* [PROBLEM DESCRIPTION]: For the word "below", state how many lines of the data include it. Respond with the number only.

- - -

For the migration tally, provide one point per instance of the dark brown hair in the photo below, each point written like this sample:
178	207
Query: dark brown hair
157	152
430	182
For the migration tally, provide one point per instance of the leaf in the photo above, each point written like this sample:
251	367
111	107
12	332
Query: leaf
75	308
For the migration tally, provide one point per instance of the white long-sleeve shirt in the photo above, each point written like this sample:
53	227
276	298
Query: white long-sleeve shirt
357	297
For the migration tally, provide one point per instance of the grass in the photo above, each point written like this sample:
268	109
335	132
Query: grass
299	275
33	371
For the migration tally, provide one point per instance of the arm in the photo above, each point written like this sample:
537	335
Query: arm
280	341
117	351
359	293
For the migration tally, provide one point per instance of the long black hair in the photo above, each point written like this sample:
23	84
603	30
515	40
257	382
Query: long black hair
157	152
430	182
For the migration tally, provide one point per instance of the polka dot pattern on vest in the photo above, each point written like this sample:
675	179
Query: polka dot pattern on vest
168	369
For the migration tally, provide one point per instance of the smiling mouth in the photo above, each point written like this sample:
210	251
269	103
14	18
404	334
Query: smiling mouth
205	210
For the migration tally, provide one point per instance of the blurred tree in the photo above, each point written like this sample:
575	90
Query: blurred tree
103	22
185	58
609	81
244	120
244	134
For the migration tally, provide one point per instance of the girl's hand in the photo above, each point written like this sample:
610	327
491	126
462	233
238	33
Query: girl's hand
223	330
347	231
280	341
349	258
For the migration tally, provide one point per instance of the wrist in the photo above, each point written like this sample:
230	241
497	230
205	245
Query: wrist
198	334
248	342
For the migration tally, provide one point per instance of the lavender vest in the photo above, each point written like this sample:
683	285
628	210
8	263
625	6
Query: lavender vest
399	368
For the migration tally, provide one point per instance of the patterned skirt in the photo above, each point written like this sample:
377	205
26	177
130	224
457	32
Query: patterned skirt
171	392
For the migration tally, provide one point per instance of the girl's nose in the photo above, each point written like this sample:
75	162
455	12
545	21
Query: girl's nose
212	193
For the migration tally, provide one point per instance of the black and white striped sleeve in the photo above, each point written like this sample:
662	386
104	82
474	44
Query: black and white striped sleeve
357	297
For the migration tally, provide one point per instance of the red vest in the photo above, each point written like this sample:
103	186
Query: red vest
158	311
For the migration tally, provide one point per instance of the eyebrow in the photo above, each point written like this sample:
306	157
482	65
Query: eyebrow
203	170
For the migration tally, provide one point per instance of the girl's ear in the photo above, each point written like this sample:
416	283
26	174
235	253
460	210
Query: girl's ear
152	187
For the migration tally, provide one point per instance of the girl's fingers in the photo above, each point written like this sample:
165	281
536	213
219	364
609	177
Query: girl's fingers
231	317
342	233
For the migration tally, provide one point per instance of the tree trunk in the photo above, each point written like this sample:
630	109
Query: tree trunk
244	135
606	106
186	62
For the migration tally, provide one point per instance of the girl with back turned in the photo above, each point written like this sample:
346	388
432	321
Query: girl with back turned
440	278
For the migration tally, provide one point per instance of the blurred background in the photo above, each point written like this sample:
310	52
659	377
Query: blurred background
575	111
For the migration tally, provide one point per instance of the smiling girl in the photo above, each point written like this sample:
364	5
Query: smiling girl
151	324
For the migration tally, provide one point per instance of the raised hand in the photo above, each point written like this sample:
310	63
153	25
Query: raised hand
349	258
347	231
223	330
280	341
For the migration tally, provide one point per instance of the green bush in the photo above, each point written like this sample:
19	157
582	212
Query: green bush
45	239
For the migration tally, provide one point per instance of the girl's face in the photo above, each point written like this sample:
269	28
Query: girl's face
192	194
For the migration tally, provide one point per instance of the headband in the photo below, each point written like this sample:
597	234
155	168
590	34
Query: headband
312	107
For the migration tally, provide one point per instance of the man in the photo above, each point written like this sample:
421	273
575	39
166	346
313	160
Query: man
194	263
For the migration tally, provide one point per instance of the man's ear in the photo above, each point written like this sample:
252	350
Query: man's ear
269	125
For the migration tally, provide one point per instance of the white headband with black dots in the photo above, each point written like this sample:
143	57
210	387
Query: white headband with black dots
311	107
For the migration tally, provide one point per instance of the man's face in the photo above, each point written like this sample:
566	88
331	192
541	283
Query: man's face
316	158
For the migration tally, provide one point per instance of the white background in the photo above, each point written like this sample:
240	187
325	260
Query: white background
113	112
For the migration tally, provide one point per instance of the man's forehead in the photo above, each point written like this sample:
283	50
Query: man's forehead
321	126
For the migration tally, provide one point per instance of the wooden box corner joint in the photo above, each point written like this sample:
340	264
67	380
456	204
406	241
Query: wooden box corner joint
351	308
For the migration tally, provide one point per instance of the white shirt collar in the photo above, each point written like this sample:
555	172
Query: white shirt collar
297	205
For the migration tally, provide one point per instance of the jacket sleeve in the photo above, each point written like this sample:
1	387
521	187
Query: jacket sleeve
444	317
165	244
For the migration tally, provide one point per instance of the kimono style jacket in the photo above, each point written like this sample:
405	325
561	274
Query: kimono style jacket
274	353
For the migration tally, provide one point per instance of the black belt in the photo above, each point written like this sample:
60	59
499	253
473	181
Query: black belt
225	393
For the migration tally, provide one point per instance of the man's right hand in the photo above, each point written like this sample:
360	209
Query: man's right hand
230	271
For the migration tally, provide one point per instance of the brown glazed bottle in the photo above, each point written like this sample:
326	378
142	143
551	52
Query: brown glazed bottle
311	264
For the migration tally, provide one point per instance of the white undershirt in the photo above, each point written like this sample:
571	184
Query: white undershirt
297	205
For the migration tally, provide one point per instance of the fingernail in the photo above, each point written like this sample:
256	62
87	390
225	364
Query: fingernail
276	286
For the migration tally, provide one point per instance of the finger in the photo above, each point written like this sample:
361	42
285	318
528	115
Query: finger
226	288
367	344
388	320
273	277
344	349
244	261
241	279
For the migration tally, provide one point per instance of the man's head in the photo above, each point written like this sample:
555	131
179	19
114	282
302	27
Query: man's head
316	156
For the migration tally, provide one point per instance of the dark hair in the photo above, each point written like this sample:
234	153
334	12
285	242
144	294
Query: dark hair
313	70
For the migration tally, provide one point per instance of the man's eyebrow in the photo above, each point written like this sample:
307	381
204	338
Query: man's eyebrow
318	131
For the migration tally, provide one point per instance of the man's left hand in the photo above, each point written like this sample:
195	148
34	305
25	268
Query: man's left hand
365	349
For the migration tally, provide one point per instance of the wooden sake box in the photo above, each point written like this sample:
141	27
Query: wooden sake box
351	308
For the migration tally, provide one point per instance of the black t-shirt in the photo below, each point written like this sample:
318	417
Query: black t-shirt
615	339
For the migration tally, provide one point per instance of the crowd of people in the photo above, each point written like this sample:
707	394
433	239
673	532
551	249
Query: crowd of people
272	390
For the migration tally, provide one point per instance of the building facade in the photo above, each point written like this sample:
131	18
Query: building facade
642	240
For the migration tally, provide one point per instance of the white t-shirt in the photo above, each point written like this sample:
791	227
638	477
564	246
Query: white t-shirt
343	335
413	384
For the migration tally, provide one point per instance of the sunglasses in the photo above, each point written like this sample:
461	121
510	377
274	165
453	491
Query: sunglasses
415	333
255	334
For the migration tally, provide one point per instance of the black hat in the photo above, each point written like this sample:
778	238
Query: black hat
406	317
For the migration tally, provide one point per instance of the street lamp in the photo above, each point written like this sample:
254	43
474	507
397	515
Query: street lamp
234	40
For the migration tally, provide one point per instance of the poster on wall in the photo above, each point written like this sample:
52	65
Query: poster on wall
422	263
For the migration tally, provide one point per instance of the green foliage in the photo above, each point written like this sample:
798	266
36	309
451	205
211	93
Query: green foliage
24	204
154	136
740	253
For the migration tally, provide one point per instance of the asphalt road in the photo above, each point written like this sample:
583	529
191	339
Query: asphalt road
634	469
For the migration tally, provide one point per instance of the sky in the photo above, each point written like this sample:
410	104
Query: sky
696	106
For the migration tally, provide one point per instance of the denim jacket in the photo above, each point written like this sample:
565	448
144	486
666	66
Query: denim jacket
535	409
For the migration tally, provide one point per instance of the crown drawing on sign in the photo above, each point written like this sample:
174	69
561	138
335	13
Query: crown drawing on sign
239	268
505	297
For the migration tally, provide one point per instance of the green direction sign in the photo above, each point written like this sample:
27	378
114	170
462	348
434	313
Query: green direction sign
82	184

- - -

* [WRITTEN RESPONSE]: 3